»»

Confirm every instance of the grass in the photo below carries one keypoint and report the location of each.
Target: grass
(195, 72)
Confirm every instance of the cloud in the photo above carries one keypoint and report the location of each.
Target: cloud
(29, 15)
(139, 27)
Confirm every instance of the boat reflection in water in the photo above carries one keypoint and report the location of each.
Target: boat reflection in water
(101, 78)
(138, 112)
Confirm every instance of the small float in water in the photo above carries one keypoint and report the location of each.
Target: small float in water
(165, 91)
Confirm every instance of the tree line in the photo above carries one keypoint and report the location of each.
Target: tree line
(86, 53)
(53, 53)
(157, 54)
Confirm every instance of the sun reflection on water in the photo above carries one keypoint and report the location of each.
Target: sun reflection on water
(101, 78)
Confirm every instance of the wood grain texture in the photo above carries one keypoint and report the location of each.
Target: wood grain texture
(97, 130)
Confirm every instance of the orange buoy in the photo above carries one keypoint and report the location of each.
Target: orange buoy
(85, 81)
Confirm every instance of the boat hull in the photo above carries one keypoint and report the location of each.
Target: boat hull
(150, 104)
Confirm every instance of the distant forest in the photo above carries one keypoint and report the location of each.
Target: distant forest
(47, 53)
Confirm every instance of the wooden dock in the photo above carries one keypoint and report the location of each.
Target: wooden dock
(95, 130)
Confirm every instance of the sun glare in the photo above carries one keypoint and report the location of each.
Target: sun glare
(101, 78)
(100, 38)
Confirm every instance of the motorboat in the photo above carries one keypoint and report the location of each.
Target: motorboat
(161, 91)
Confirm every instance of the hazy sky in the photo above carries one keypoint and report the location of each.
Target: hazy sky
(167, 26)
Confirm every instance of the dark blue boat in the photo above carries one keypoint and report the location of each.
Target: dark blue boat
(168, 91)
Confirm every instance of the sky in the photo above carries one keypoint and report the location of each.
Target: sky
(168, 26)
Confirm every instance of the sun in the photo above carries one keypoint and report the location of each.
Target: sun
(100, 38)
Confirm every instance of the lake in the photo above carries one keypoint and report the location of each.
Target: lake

««
»»

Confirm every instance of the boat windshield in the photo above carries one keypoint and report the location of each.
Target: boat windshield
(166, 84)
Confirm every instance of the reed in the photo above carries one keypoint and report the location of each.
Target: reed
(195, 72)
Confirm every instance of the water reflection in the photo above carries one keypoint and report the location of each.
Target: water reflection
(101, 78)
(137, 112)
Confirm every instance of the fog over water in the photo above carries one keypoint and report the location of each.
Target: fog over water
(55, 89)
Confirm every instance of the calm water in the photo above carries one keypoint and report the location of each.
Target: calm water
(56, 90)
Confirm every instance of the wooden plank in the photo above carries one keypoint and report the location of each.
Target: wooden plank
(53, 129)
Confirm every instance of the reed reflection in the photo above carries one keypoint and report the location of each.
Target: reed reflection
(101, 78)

««
»»

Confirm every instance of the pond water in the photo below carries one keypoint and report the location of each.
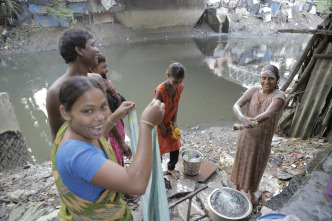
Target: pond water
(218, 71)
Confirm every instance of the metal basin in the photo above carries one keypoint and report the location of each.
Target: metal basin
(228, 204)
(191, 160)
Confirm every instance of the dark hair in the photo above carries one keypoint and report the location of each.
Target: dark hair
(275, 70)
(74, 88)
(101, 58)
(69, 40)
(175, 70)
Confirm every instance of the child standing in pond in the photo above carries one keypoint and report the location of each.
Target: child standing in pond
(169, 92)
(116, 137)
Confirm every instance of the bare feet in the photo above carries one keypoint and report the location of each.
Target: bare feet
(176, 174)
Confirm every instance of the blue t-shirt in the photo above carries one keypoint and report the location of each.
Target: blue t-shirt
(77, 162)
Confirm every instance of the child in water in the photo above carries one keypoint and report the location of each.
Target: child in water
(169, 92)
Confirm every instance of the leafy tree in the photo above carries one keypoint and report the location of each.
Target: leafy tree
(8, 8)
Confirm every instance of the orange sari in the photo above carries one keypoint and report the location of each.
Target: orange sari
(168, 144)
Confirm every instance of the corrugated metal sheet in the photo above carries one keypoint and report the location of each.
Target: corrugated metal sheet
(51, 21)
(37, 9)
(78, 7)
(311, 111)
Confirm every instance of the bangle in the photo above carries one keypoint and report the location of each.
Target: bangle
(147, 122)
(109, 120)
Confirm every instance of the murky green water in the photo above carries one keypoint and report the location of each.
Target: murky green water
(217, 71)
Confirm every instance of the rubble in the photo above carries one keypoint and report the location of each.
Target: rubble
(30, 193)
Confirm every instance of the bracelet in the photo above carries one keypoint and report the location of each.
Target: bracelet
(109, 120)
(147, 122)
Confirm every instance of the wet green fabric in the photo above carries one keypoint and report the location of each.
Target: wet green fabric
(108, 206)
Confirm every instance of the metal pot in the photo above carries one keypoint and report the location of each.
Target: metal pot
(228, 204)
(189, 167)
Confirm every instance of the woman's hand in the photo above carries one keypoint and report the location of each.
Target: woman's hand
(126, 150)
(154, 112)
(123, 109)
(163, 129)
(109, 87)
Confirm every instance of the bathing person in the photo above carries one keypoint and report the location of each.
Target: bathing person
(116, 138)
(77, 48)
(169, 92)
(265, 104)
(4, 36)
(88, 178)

««

» WORK ORDER
Filter the data above down to lines with the word "lake", and copy them.

» YOUR RESPONSE
Confirm every instance of the lake in the photo above carries one keypoint and report the location of each.
Target: lake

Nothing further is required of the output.